* [DATA FOR THE TASK]:
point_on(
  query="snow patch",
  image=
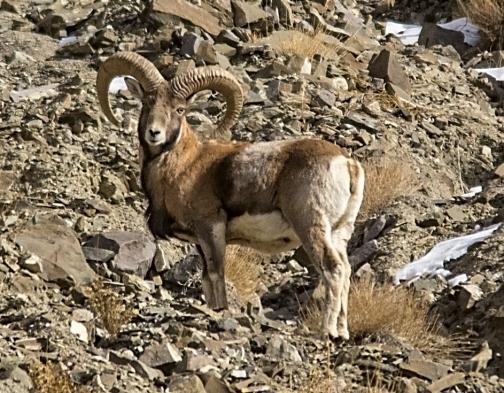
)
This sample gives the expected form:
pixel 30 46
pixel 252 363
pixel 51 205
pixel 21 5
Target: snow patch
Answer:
pixel 118 84
pixel 433 261
pixel 497 73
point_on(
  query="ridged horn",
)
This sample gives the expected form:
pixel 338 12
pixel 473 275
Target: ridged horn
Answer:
pixel 125 64
pixel 213 78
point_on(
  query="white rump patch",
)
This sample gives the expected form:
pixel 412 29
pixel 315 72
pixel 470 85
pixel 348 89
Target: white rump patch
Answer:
pixel 265 232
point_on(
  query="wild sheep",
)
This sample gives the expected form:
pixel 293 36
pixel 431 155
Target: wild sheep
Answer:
pixel 272 196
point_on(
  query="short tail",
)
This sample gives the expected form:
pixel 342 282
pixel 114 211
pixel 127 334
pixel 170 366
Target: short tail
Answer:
pixel 357 178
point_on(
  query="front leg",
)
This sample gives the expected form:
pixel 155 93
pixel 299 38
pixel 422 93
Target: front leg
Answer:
pixel 211 236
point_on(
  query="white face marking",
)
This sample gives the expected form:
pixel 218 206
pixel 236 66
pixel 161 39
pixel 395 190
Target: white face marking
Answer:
pixel 155 135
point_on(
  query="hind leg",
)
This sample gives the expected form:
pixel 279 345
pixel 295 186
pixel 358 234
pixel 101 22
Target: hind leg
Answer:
pixel 317 241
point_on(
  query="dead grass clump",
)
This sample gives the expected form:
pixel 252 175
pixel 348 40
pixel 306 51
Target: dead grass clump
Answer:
pixel 386 180
pixel 320 381
pixel 385 311
pixel 488 15
pixel 109 307
pixel 307 45
pixel 50 378
pixel 242 269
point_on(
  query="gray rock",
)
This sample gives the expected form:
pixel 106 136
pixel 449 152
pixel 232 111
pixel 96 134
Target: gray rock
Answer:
pixel 186 384
pixel 7 179
pixel 431 129
pixel 425 369
pixel 215 385
pixel 361 120
pixel 284 11
pixel 325 98
pixel 363 254
pixel 34 93
pixel 247 13
pixel 152 374
pixel 397 92
pixel 134 250
pixel 159 355
pixel 432 34
pixel 281 350
pixel 446 382
pixel 98 254
pixel 113 188
pixel 386 66
pixel 456 214
pixel 195 362
pixel 373 230
pixel 59 251
pixel 17 58
pixel 198 16
pixel 432 220
pixel 468 295
pixel 480 361
pixel 299 65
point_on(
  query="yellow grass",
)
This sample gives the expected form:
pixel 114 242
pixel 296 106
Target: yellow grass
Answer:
pixel 382 312
pixel 50 378
pixel 307 45
pixel 488 15
pixel 109 307
pixel 242 269
pixel 386 180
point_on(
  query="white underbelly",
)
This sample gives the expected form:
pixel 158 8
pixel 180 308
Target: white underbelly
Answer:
pixel 264 232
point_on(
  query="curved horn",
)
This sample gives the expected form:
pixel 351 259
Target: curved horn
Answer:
pixel 213 78
pixel 121 64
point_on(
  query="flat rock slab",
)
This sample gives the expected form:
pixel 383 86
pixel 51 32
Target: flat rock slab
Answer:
pixel 425 369
pixel 7 179
pixel 134 251
pixel 185 10
pixel 386 66
pixel 59 251
pixel 246 13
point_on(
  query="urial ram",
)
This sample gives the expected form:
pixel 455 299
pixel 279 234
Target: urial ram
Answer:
pixel 271 196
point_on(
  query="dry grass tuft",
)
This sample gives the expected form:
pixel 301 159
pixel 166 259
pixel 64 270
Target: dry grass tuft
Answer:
pixel 242 269
pixel 50 378
pixel 109 307
pixel 381 312
pixel 323 380
pixel 307 45
pixel 386 310
pixel 386 180
pixel 488 15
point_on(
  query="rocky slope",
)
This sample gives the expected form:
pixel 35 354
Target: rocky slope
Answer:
pixel 71 209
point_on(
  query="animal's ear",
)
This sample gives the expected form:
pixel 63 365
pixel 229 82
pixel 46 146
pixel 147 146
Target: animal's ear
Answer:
pixel 134 87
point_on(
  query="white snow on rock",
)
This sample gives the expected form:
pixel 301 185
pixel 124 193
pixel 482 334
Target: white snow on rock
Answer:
pixel 409 34
pixel 118 84
pixel 433 261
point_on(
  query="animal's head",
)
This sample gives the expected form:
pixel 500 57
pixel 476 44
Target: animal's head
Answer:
pixel 164 102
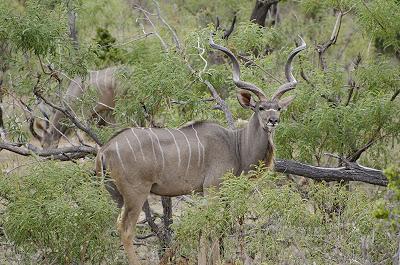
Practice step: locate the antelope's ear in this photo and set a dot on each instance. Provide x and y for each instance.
(39, 126)
(246, 100)
(284, 103)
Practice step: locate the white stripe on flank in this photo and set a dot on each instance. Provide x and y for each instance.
(177, 148)
(152, 145)
(140, 144)
(190, 151)
(97, 80)
(119, 155)
(199, 145)
(130, 146)
(105, 77)
(162, 152)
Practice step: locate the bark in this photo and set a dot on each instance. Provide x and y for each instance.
(350, 172)
(260, 11)
(63, 154)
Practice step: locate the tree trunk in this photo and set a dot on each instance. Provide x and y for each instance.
(260, 11)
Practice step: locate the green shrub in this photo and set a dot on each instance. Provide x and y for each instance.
(61, 211)
(325, 223)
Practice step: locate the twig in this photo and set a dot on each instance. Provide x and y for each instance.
(174, 35)
(68, 114)
(321, 48)
(246, 59)
(396, 93)
(146, 14)
(222, 104)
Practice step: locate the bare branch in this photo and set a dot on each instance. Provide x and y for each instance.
(222, 104)
(228, 32)
(351, 172)
(396, 93)
(63, 154)
(146, 15)
(173, 32)
(247, 59)
(321, 48)
(67, 112)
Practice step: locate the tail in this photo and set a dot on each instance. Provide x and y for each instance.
(109, 184)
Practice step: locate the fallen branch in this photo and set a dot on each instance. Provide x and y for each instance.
(63, 154)
(67, 112)
(350, 172)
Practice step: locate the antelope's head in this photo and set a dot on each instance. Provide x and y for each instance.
(267, 110)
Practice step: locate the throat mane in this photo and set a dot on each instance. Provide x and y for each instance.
(269, 153)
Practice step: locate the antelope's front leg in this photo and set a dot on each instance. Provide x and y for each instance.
(133, 202)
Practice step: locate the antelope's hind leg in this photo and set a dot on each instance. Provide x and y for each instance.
(133, 202)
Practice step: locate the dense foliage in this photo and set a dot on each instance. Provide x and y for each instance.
(346, 100)
(285, 225)
(61, 211)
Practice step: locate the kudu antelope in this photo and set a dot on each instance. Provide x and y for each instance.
(103, 80)
(172, 162)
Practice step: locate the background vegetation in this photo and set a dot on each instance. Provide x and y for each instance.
(346, 104)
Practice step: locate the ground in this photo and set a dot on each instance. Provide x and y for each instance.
(146, 249)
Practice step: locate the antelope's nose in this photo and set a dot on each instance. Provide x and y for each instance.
(273, 121)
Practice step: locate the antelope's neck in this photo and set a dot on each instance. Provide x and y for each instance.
(254, 145)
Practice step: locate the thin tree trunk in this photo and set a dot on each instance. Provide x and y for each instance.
(260, 11)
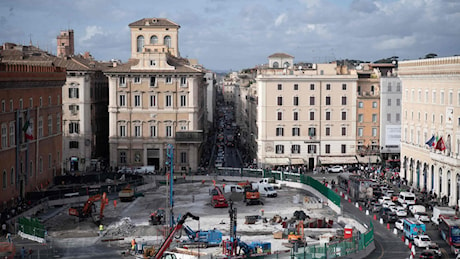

* [TASK]: When an image appears in the data, skip it and output the rest exactly.

* [REPLY]:
point_on(
  query="snow patch",
  image=
)
This sample gives the expected form:
pixel 30 46
pixel 252 363
pixel 51 205
pixel 21 5
Target: snow patch
Answer:
pixel 118 84
pixel 433 261
pixel 497 73
point_on(
  query="ridged horn",
)
This sample gives the expected form:
pixel 338 12
pixel 473 275
Target: ridged horn
Answer:
pixel 125 64
pixel 213 78
point_on(
  query="white rump patch",
)
This sample gives the expected form:
pixel 412 29
pixel 315 72
pixel 470 85
pixel 348 89
Target: white rump patch
Answer:
pixel 265 232
point_on(
  query="wild sheep",
)
This sample gives the expected form:
pixel 293 36
pixel 431 155
Target: wild sheep
Answer:
pixel 272 196
point_on(
  query="short tail",
)
This sample gives the expected form:
pixel 342 282
pixel 114 211
pixel 127 334
pixel 170 366
Target: short tail
Answer:
pixel 357 178
point_on(
  query="front leg",
)
This sample gives the expected form:
pixel 155 93
pixel 299 38
pixel 422 93
Target: front leg
Answer:
pixel 211 236
point_on(
  query="white face marking",
)
This sample gives the expected form:
pixel 218 206
pixel 236 66
pixel 161 39
pixel 395 190
Target: white face marking
Answer:
pixel 155 135
point_on(
  query="hind leg",
)
This sample gives the expected form:
pixel 279 345
pixel 295 186
pixel 358 234
pixel 101 22
Target: hind leg
Answer:
pixel 317 241
point_on(
  query="dead grass clump",
)
This sample gives the expected form:
pixel 252 175
pixel 348 40
pixel 306 51
Target: dead grass clump
Answer:
pixel 386 180
pixel 320 381
pixel 385 311
pixel 488 15
pixel 109 307
pixel 307 45
pixel 50 378
pixel 242 269
point_on(
  query="gray rock",
)
This sample gives the expected form:
pixel 106 136
pixel 449 152
pixel 232 111
pixel 96 134
Target: gray rock
Answer:
pixel 186 384
pixel 7 179
pixel 431 129
pixel 425 369
pixel 215 385
pixel 361 120
pixel 284 11
pixel 325 98
pixel 363 254
pixel 34 93
pixel 247 13
pixel 152 374
pixel 397 92
pixel 134 250
pixel 159 355
pixel 432 34
pixel 281 350
pixel 446 382
pixel 98 254
pixel 113 188
pixel 386 66
pixel 456 214
pixel 195 362
pixel 373 230
pixel 59 251
pixel 17 58
pixel 198 16
pixel 432 220
pixel 468 295
pixel 480 361
pixel 299 65
point_on(
  query="yellow grass",
)
This sample gives the expected form:
pixel 114 242
pixel 296 106
Target: yellow grass
Answer:
pixel 382 312
pixel 50 378
pixel 307 45
pixel 488 15
pixel 109 307
pixel 242 269
pixel 386 180
point_on(
  query="white underbelly",
)
This sample gives the expected form:
pixel 158 8
pixel 180 308
Target: white underbelly
Answer:
pixel 264 232
point_on(
  query="curved horn",
)
This sample gives the expected form:
pixel 351 259
Target: curved horn
Answer:
pixel 213 78
pixel 121 64
point_on(
  query="flat rock slab",
)
This sample gives the expected form:
pixel 383 86
pixel 51 32
Target: flat rock slab
Answer:
pixel 425 369
pixel 7 179
pixel 134 251
pixel 185 10
pixel 386 66
pixel 59 251
pixel 246 13
point_on(
  query="urial ram",
)
This sample gives the expected form:
pixel 455 299
pixel 279 234
Target: urial ram
Answer:
pixel 271 196
point_on(
  query="dry grass tuft",
)
This sample gives the expected form:
pixel 301 159
pixel 166 259
pixel 64 270
Target: dry grass tuft
Answer:
pixel 242 269
pixel 50 378
pixel 109 307
pixel 381 312
pixel 323 380
pixel 307 45
pixel 386 310
pixel 386 180
pixel 488 15
point_on(
  query="rocky slope",
)
This sample gives the expected form:
pixel 35 354
Target: rocky slope
Answer:
pixel 71 209
point_on(
  query="animal's ear",
)
This sample gives the expected form:
pixel 63 365
pixel 229 82
pixel 46 146
pixel 147 146
Target: animal's ear
Answer:
pixel 134 87
point_on(
  query="white snow on rock",
)
This sample gives the expected form:
pixel 301 185
pixel 124 193
pixel 482 334
Target: white snow on rock
Answer:
pixel 409 34
pixel 118 84
pixel 433 261
point_on(
  query="animal's head",
)
This sample gives the expected form:
pixel 500 57
pixel 476 44
Target: animal's head
Answer:
pixel 164 102
Practice step: locate the antelope's ear in this photo and set a dot on each instance. Provide x and y for each instance.
(39, 126)
(246, 100)
(284, 103)
Practice step: locate the white stripe on flank in this photo and set a dot on each instance. Provide x and y for each instance.
(177, 148)
(152, 145)
(140, 144)
(190, 151)
(97, 80)
(119, 155)
(199, 145)
(130, 146)
(105, 77)
(162, 152)
Practice step: locate the bark in this photo and set a dot on each instance. Provide x and y for each instance.
(350, 172)
(260, 11)
(63, 154)
Practice step: locate the tree trunk in this photo and set a dot on each instance. Provide x and y for each instance.
(260, 11)
Practice step: locate the green shrub in this photo and set a dot on each instance. Provide x and y for each instance.
(61, 211)
(325, 223)
Practice step: locate the twig in this photo and set a dot on each instance. Provide x and y for each instance.
(174, 35)
(68, 114)
(321, 48)
(246, 59)
(396, 93)
(146, 14)
(222, 104)
Practice step: locate the bare branch in this photo and set a dot on each instance. Provide x and y for each instance.
(222, 104)
(228, 32)
(351, 172)
(396, 93)
(63, 154)
(146, 15)
(173, 32)
(247, 59)
(321, 48)
(67, 112)
Practice step: locate the tail in this photo and set a dot on each instance. Provide x and y for each instance.
(109, 184)
Practice step: locate the fallen branch in this photo and set a dot on each instance. Provide x and y for each instance.
(63, 154)
(67, 112)
(350, 172)
Practice step: locate the antelope's head in this photo and set a dot on each instance. Provide x and y for each instance.
(267, 110)
Practice step: locate the throat mane in this photo and set a dot on each instance. Provide x and y for each instance.
(269, 153)
Practice step: locate the antelope's front leg in this photo and set a dot on each instance. Provide x and y for each instance.
(133, 202)
Practice step: locate the antelope's hind leg in this photo and set a dot on each instance. Provide x and y for each instance.
(133, 202)
Practice step: locate the dense foliage in this photo and set a dot on each instance. Provide x and y for each instance.
(346, 100)
(285, 225)
(61, 211)
Practice step: locate the kudu antelope in this photo and set a dot on each instance. Provide x and y for each instance.
(103, 80)
(172, 162)
Practice step: locate the background vegetation in this photo and set a dot on each instance. Provide x and y for each instance.
(346, 104)
Practice step: locate the ground in this photo and set a dot on each instance. Provide x and y for each instance.
(146, 249)
Practice step: locate the antelope's nose in this photo and set a dot on each instance. Provide x and y for each instance.
(273, 121)
Practice step: locate the antelope's neck in this photo and set a dot on each instance. Provide x and y for each instance.
(254, 145)
Practice step: locate the thin tree trunk in this photo and set a dot on each instance. Provide x and y for each instance.
(260, 11)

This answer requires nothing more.